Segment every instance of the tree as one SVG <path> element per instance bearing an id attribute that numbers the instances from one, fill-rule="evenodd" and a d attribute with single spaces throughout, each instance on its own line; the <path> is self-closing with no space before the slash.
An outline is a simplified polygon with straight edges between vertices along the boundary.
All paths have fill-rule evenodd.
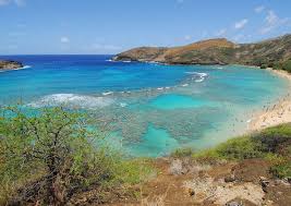
<path id="1" fill-rule="evenodd" d="M 88 125 L 84 113 L 62 107 L 1 108 L 0 184 L 33 180 L 25 198 L 63 205 L 74 192 L 113 179 L 114 158 Z"/>

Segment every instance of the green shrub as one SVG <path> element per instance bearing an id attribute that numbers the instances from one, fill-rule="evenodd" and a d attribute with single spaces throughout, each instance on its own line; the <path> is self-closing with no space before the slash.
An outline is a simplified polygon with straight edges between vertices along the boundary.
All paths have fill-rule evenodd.
<path id="1" fill-rule="evenodd" d="M 252 140 L 260 144 L 264 153 L 278 153 L 282 147 L 291 145 L 291 125 L 281 124 L 269 128 L 252 136 Z"/>
<path id="2" fill-rule="evenodd" d="M 149 171 L 98 144 L 101 135 L 82 112 L 21 108 L 0 111 L 0 205 L 12 196 L 21 205 L 64 205 L 78 192 L 136 183 Z"/>
<path id="3" fill-rule="evenodd" d="M 282 69 L 288 71 L 288 72 L 291 72 L 291 60 L 284 61 L 282 64 Z"/>

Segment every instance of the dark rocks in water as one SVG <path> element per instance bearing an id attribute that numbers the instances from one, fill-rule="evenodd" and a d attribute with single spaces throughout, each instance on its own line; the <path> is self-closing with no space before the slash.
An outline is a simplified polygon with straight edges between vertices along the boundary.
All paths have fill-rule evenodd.
<path id="1" fill-rule="evenodd" d="M 0 70 L 15 70 L 23 68 L 23 64 L 17 61 L 0 60 Z"/>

__TASK PROMPT__
Lay out the entries between the lines holding "Segment every instance of the green" and "282 69 L 288", inclusive, as a two-column CSV with the headers instruction and response. Give one row per entry, with its wording and its answer each in a single quoted field and every line break replaced by a space.

__EXPECTED OUTPUT__
instruction,response
"Segment every instance of the green shrub as one SVG <path> element per instance bearing an id attribute that numbers the instances from one, fill-rule=""evenodd"" and a d attribute with single spaces throughout, each instance on its own line; the <path> is self-closing with no space before the slash. An outline is a simplified polygon with straight edges between vertices along the boundary. All paths have fill-rule evenodd.","<path id=""1"" fill-rule=""evenodd"" d=""M 252 140 L 260 144 L 264 153 L 278 153 L 282 147 L 291 145 L 291 125 L 281 124 L 269 128 L 252 136 Z""/> <path id=""2"" fill-rule=""evenodd"" d=""M 149 171 L 98 144 L 101 135 L 82 112 L 21 108 L 0 111 L 0 205 L 12 196 L 21 205 L 64 205 L 78 192 L 136 183 Z""/> <path id=""3"" fill-rule=""evenodd"" d=""M 282 69 L 288 71 L 288 72 L 291 72 L 291 60 L 284 61 L 282 64 Z""/>"